### Natural-language object grounding data
------------------------------------------------
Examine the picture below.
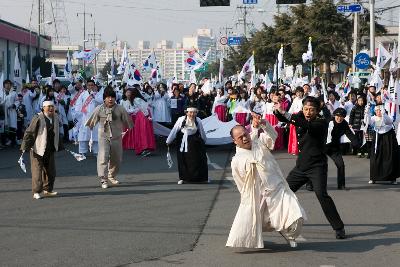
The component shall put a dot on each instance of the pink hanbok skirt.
(292, 144)
(128, 139)
(273, 120)
(143, 134)
(220, 110)
(241, 118)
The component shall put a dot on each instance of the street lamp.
(48, 22)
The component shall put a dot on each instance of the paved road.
(149, 220)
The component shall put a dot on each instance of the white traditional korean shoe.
(113, 180)
(291, 241)
(49, 193)
(104, 184)
(36, 196)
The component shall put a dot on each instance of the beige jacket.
(111, 125)
(35, 136)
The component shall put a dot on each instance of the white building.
(172, 59)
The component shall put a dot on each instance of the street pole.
(84, 28)
(372, 27)
(355, 40)
(38, 51)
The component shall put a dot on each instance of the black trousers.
(318, 176)
(337, 158)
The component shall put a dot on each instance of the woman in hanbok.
(333, 101)
(177, 103)
(242, 114)
(231, 104)
(127, 103)
(161, 111)
(384, 160)
(144, 140)
(191, 152)
(219, 106)
(273, 120)
(296, 106)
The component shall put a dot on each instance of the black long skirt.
(385, 164)
(192, 165)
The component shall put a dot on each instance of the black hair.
(7, 81)
(234, 127)
(313, 101)
(109, 92)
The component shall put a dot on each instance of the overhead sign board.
(234, 40)
(223, 40)
(290, 2)
(362, 61)
(353, 8)
(247, 2)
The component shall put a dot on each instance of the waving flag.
(308, 55)
(17, 70)
(87, 55)
(247, 67)
(53, 72)
(280, 63)
(124, 61)
(382, 57)
(393, 63)
(195, 61)
(68, 67)
(133, 75)
(267, 82)
(221, 70)
(27, 80)
(150, 62)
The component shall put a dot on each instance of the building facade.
(26, 42)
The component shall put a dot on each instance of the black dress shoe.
(341, 234)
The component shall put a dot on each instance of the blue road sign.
(250, 2)
(234, 40)
(362, 61)
(352, 8)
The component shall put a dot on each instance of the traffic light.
(215, 3)
(290, 2)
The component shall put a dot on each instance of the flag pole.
(311, 70)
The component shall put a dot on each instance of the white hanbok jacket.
(10, 111)
(85, 134)
(161, 111)
(27, 99)
(266, 202)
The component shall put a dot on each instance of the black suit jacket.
(311, 138)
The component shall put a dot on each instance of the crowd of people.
(359, 117)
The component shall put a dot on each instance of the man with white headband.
(112, 119)
(42, 140)
(191, 152)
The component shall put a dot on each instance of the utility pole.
(372, 27)
(84, 27)
(93, 37)
(245, 11)
(227, 31)
(355, 38)
(39, 18)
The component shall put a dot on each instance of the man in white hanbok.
(267, 203)
(84, 107)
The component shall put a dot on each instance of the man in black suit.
(312, 163)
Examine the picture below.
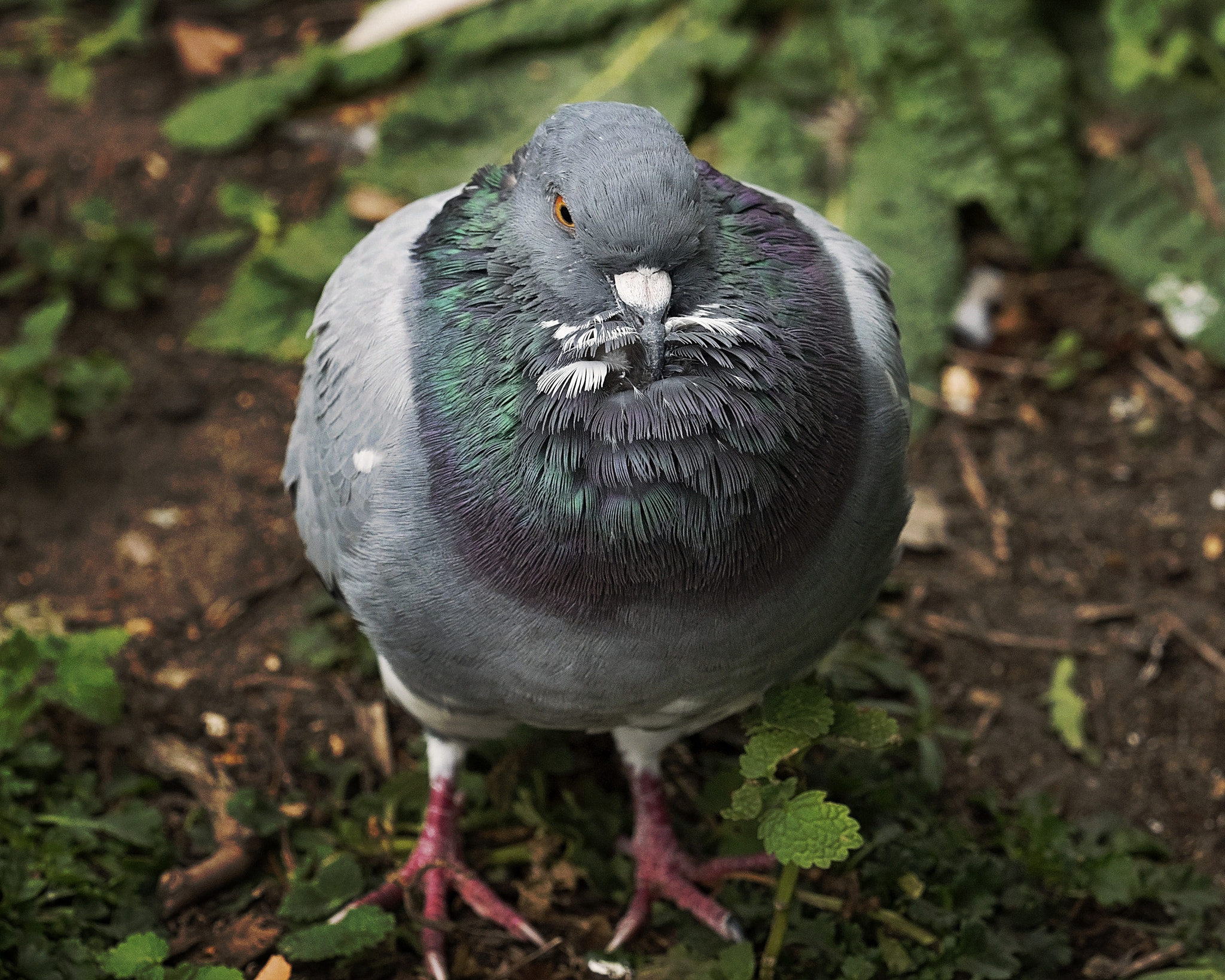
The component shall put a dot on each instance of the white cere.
(574, 379)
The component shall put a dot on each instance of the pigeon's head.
(636, 376)
(607, 205)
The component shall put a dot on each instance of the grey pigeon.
(599, 440)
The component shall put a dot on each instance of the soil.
(1094, 495)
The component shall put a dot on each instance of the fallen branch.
(892, 920)
(1172, 624)
(1001, 366)
(237, 845)
(945, 625)
(1178, 391)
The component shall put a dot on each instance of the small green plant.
(140, 957)
(1068, 359)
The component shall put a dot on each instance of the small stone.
(216, 726)
(928, 525)
(959, 389)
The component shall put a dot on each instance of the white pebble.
(216, 726)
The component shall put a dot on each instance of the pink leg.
(438, 866)
(666, 871)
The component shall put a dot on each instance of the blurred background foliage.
(1068, 123)
(1093, 123)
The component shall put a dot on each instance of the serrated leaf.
(736, 962)
(227, 117)
(90, 384)
(809, 831)
(70, 81)
(803, 708)
(746, 803)
(371, 66)
(988, 92)
(889, 206)
(135, 956)
(212, 245)
(359, 930)
(84, 679)
(255, 811)
(125, 31)
(866, 728)
(339, 880)
(760, 142)
(1067, 707)
(767, 749)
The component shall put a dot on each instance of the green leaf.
(337, 881)
(1145, 221)
(20, 699)
(986, 93)
(866, 728)
(889, 206)
(135, 955)
(84, 680)
(70, 81)
(359, 930)
(263, 315)
(767, 749)
(809, 831)
(255, 811)
(803, 708)
(746, 803)
(1066, 706)
(736, 962)
(230, 115)
(760, 142)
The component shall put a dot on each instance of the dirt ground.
(1094, 497)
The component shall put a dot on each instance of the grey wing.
(355, 389)
(866, 281)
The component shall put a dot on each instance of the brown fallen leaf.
(203, 49)
(928, 525)
(246, 938)
(369, 203)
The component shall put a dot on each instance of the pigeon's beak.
(647, 292)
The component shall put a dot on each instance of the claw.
(437, 862)
(663, 870)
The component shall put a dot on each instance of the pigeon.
(601, 440)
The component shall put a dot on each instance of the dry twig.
(237, 845)
(1180, 392)
(947, 626)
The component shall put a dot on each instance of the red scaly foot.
(439, 864)
(666, 871)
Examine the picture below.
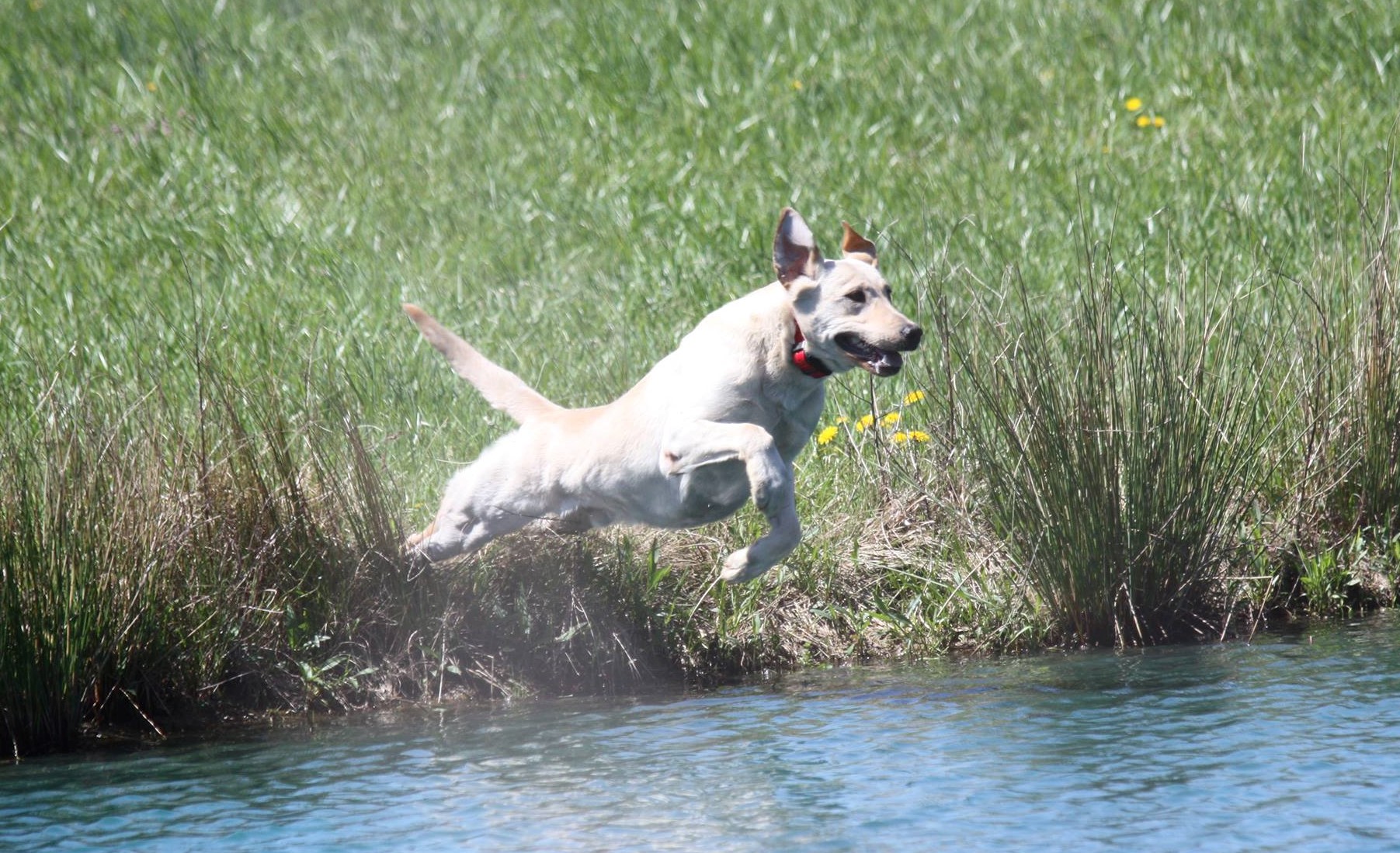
------------------------------------------------
### To do
Repeat the entries verbatim; no pictures.

### Task result
Examine the picture below.
The component shall put a dot on each instance of the pink hanbok skirt.
(292, 144)
(128, 139)
(273, 120)
(143, 134)
(220, 110)
(241, 118)
The component shall put a dot on each instance of the street lamp.
(48, 22)
The component shall put a dot on each instance of the paved road.
(149, 220)
The component shall put a dot on each instance of the white traditional korean shoe.
(113, 180)
(291, 241)
(49, 193)
(104, 184)
(36, 196)
The component shall put a dot on each instance of the beige jacket.
(111, 125)
(35, 136)
The component shall put a dot on each instance of the white building.
(172, 59)
The component shall put a dot on each instance of the street pole.
(84, 28)
(372, 27)
(355, 40)
(38, 51)
The component shall put a dot on each instance of the black trousers.
(318, 176)
(337, 158)
The component shall put a dot on each instance of the woman in hanbok.
(333, 101)
(177, 103)
(242, 114)
(231, 104)
(127, 103)
(161, 111)
(384, 160)
(144, 140)
(191, 152)
(219, 106)
(273, 120)
(296, 106)
The component shall put a dot on each instance of the black long skirt.
(385, 164)
(192, 165)
The component shall put a dot on each instance of the black hair.
(7, 81)
(234, 127)
(313, 101)
(109, 92)
The component shall put a dot on each instance of the overhead sign board.
(234, 40)
(223, 40)
(290, 2)
(362, 61)
(353, 8)
(247, 2)
The component shall put a dot on each instance of the waving flag.
(308, 55)
(17, 70)
(87, 55)
(247, 67)
(53, 72)
(280, 63)
(124, 61)
(382, 57)
(393, 63)
(195, 61)
(68, 67)
(133, 75)
(267, 82)
(221, 70)
(27, 80)
(150, 62)
The component shall put a dot on each instance of the building facade.
(26, 42)
The component shall put a dot on each instance of the black dress shoe.
(341, 234)
The component shall put a dot on each instance of the blue road sign.
(250, 2)
(234, 40)
(362, 61)
(352, 8)
The component shall put a dot on each instance of the traffic light.
(215, 3)
(290, 2)
The component shall put a dot on each instance of the flag pole.
(311, 70)
The component shall put a dot on each instance of the white hanbok jacket.
(10, 111)
(85, 134)
(161, 111)
(27, 99)
(266, 202)
The component shall put a dot on each instance of the black suit jacket.
(311, 138)
The component shall put a dot on each instance of the crowd of people.
(359, 117)
The component shall put a dot on each instance of the man with white headband.
(112, 119)
(42, 140)
(191, 152)
The component shall put a dot on each instance of the utility pole.
(372, 27)
(84, 27)
(93, 37)
(245, 11)
(227, 31)
(355, 38)
(39, 18)
The component shall put a dot on each instance of the man in white hanbok.
(267, 203)
(84, 107)
The component shall put a dot on each instance of the man in black suit.
(312, 163)
Examine the picture below.
The component shall put a dot on each instance of the white cere.
(574, 379)
The component shall put a dot on each instance of the pigeon's head.
(636, 376)
(607, 205)
The component shall put a dot on each instance of the grey pigeon.
(599, 440)
The component shall put a dot on each instance of the soil.
(1094, 495)
The component shall put a dot on each instance of the fallen branch.
(892, 920)
(1172, 624)
(1001, 366)
(237, 845)
(945, 625)
(1178, 391)
The component shall put a dot on each instance of the small green plant.
(140, 957)
(1068, 359)
The component shall put a dot on each instance of the small stone.
(216, 726)
(928, 525)
(959, 389)
The component shall put a dot on each instance of the white pebble.
(216, 726)
The component shall put a dot on each instance of the pink leg.
(438, 866)
(666, 871)
The component shall put a dot on each instance of the blurred background foliage.
(1068, 123)
(1093, 123)
The component shall put a dot on each instance of the serrated leaf.
(736, 962)
(227, 117)
(90, 384)
(809, 831)
(70, 81)
(803, 708)
(746, 803)
(371, 66)
(988, 92)
(889, 206)
(135, 956)
(212, 245)
(359, 930)
(84, 679)
(255, 811)
(125, 31)
(866, 728)
(339, 880)
(760, 142)
(1067, 707)
(767, 749)
The component shall put a dot on each instance of the green leaf.
(337, 881)
(1145, 221)
(20, 699)
(986, 93)
(866, 728)
(889, 206)
(135, 955)
(84, 680)
(70, 81)
(359, 930)
(263, 315)
(767, 749)
(809, 831)
(255, 811)
(803, 708)
(746, 803)
(1066, 706)
(736, 962)
(230, 115)
(760, 142)
The component shall put a dot on each instance of the dirt ground.
(1094, 497)
The component shall put a dot on each instance of the grey wing.
(355, 389)
(866, 281)
The component shall put a dot on each instance of the brown fallen leaf.
(203, 49)
(928, 525)
(246, 938)
(369, 203)
The component shall put a dot on each instance of the pigeon's beak.
(647, 292)
The component shall put a dot on each instance of the claw.
(437, 862)
(663, 870)
The component shall put a dot on each instance of the pigeon.
(601, 440)
The component shall put a dot on each instance of the dry twig.
(237, 845)
(1180, 392)
(947, 626)
The component shall put a dot on each instance of the red scaly foot.
(439, 864)
(666, 871)
Examine the picture below.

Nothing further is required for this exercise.